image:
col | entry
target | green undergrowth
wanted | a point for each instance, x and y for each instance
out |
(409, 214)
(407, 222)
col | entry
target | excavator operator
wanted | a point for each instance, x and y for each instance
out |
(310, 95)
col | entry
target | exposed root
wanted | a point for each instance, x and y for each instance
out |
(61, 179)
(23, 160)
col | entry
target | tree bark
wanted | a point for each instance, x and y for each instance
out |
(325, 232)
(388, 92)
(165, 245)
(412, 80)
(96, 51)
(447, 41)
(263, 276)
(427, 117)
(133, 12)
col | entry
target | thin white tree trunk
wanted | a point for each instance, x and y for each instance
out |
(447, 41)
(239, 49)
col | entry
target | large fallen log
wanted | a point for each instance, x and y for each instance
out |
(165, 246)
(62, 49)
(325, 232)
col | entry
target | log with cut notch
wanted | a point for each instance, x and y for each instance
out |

==========

* **WHAT YOU ARE ASKED TO DO**
Give the count, and only the count, of lines in these records that hold the string "tree".

* **SOLUTION TO THE EXERCISE**
2